EXCERPTED DATA —

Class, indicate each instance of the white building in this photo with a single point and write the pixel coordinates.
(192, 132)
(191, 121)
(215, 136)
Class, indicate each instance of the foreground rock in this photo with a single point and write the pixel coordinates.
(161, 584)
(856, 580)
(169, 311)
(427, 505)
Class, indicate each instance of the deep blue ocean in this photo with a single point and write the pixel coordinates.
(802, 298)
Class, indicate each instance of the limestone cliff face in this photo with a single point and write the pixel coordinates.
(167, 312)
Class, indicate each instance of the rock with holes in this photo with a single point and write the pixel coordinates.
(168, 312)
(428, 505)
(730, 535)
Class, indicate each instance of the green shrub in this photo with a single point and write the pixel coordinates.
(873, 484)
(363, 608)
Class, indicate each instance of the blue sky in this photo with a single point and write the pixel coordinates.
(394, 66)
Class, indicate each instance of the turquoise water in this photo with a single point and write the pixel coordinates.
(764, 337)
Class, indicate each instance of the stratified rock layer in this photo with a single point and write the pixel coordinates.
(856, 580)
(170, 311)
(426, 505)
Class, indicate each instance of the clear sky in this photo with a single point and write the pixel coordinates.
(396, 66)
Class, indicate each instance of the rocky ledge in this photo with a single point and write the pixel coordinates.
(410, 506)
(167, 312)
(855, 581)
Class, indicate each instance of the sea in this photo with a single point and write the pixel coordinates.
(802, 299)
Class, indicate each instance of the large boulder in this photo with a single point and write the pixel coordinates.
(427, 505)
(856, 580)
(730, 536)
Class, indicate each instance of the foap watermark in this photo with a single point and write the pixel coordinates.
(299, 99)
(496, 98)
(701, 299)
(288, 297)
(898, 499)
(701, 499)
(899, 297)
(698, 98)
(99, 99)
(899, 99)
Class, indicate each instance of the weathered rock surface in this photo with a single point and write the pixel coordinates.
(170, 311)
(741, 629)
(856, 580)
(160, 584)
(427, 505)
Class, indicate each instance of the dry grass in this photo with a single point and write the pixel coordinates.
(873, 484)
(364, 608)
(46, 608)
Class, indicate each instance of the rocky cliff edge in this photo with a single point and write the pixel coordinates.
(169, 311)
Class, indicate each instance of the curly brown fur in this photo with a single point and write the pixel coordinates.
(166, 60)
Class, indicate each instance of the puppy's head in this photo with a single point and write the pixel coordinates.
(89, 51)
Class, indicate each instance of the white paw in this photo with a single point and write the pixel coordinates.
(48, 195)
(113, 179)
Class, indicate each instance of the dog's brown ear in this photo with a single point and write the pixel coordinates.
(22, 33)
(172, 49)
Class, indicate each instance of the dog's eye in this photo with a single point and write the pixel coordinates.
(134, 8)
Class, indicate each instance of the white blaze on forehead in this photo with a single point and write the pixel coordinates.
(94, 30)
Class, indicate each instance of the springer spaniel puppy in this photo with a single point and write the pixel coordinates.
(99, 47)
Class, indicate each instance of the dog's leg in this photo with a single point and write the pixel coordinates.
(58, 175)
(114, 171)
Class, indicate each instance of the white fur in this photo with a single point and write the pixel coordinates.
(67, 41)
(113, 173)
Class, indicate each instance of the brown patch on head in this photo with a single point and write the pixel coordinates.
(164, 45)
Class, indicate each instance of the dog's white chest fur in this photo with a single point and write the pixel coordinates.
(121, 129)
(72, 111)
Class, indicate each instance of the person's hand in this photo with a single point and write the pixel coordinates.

WHAT THE TASK ASKS — The lines to set down, exactly and with both ends included, run from the one containing "Class, indicate each instance of the puppy's" to the last line of the data above.

WRITTEN ANSWER —
Class, indicate each instance of the puppy's head in this photo with a single point and write the pixel coordinates.
(89, 51)
Class, indicate each instance of the white paw in this photo with a single point and write the pixel coordinates.
(48, 195)
(113, 179)
Class, indicate each instance of the dog's brown ear in this photo with a single point and write the pixel coordinates.
(22, 33)
(172, 49)
Class, indicate each instance of the dog's eye in this photo with a single point and write the pixel coordinates.
(134, 8)
Class, indicate each instance of the white blaze on forehead in this photo with a single point and write the pixel coordinates.
(94, 30)
Class, indicate each instance of the springer spaniel puppy in this photo with a single point and write the pixel coordinates.
(99, 47)
Class, indicate each instance of the dog's leg in this photo with a single point and write the pixel coordinates.
(58, 175)
(114, 171)
Class, indicate each instance of the white fur in this photo with a single point and write the pixel coordinates.
(67, 41)
(113, 173)
Class, indicate each instance of the brown patch on head in this photo with a single point and write the pixel coordinates.
(164, 45)
Class, indicate each instance of the dog's white chest fur in this photo with a single point and write the pixel coordinates.
(121, 129)
(72, 111)
Class, indicate each instance of the person's hand in this photo with a single point and write the pixel coordinates.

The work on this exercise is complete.